• [To be done]: Write out, character for character, the lines from the one holding "<item>haze over city</item>" through the one holding "[[[79,0],[2,0],[1,52],[79,52]]]", inclusive.

• [Material for this exercise]:

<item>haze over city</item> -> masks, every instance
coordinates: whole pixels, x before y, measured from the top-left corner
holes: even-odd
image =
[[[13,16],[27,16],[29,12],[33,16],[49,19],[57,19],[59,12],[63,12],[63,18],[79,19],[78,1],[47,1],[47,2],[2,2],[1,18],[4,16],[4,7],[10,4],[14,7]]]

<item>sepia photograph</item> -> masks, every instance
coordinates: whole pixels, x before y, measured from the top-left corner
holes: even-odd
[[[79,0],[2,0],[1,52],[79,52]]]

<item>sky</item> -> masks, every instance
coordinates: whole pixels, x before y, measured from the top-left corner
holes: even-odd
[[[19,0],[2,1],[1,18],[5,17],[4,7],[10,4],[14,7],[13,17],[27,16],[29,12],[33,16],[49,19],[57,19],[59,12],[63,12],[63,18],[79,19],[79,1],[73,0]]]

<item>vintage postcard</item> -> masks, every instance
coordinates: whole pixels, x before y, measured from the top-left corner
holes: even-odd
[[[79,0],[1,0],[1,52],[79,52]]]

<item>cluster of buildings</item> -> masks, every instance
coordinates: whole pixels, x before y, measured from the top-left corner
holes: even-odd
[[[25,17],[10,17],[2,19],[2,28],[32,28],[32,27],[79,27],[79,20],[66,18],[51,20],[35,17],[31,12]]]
==
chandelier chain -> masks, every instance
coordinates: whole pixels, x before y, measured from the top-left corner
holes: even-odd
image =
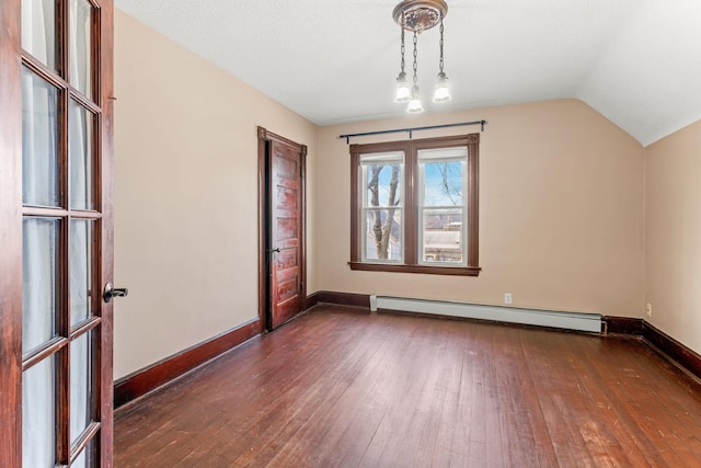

• [Task answer]:
<item>haze over city</item> -> masks, every instance
coordinates: whole pixels, x before y, measured from the top-left corner
holes: even-odd
image =
[[[13,16],[27,16],[29,12],[33,16],[49,19],[57,19],[59,12],[63,12],[63,18],[79,19],[78,1],[47,1],[47,2],[2,2],[1,18],[4,16],[4,7],[10,4],[14,7]]]

<item>sepia photograph</item> -> masks, every instance
coordinates: whole pixels, x before y, measured from the top-left corner
holes: even-odd
[[[79,0],[2,0],[1,52],[79,52]]]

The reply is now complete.